* **Natural-language object grounding data**:
-------------------------
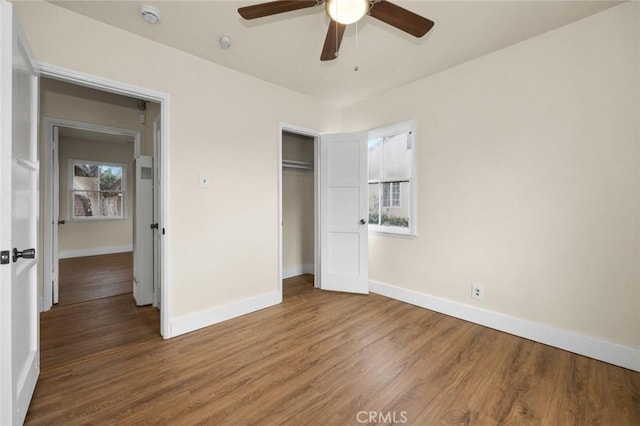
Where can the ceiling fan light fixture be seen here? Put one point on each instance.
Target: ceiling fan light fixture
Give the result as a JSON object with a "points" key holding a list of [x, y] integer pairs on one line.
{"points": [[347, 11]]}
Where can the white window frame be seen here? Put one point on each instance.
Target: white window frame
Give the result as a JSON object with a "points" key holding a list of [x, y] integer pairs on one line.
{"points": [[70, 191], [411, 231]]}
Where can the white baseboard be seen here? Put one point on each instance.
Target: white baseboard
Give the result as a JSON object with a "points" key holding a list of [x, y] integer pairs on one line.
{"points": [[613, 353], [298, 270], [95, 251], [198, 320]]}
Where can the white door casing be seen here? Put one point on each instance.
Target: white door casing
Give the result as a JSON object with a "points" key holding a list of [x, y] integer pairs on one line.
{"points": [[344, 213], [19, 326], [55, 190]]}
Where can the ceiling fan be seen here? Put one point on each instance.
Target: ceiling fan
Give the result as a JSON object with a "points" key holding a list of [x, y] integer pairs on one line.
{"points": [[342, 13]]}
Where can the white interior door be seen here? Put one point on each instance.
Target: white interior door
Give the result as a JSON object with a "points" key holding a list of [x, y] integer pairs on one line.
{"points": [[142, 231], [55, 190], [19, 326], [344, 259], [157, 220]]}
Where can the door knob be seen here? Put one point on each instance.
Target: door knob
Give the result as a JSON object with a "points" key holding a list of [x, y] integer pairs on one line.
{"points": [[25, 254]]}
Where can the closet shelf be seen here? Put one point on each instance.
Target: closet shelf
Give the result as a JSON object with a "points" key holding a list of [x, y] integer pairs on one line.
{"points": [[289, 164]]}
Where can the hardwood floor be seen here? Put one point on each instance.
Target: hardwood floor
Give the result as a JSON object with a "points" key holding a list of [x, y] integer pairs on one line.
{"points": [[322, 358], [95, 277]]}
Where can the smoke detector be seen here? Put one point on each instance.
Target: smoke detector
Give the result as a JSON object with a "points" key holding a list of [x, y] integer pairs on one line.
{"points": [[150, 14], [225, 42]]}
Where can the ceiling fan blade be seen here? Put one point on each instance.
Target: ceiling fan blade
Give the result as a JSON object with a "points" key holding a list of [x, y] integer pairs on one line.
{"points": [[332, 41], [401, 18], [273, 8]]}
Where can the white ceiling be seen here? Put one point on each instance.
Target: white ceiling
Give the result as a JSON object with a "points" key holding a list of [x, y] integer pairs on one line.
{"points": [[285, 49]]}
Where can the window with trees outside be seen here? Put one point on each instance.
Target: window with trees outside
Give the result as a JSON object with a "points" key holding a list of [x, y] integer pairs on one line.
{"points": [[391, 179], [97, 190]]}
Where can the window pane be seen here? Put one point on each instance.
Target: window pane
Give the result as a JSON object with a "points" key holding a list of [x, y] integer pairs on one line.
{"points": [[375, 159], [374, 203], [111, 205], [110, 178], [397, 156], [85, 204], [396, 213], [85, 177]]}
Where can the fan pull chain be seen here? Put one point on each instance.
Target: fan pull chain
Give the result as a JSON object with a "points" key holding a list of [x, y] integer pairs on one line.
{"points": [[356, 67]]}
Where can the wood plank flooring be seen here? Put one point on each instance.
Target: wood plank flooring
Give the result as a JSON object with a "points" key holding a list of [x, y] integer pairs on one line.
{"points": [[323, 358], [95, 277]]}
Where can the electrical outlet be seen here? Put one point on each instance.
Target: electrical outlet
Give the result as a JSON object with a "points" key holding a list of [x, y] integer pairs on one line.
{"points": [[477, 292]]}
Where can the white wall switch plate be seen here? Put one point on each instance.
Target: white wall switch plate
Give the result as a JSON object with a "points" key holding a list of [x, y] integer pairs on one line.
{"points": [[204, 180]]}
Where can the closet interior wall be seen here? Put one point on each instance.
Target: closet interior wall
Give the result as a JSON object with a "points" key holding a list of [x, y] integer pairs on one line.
-------------------------
* **PROBLEM DETAILS**:
The lines to extract from the data above begin with the line containing "Where can the hardwood" and end with the line containing "Target: ceiling fan blade". Extract them exactly, including both.

* **EXERCISE SOLUTION**:
Where can the hardwood floor be seen here? Put one point on each instance.
Target: hardwood floor
Give the result as a JSON object with a "points" key holding a list of [x, y] integer pairs on one line.
{"points": [[322, 358], [95, 277]]}
Where can the smoke detector be seen here? Put one point on each instance.
Target: smoke detector
Give the result as a JSON object with a "points" key holding a list of [x, y] integer pairs on one line.
{"points": [[150, 14], [225, 42]]}
Where can the ceiling fan blade be seen here? Put one point on each instance.
Target: ceiling fan blade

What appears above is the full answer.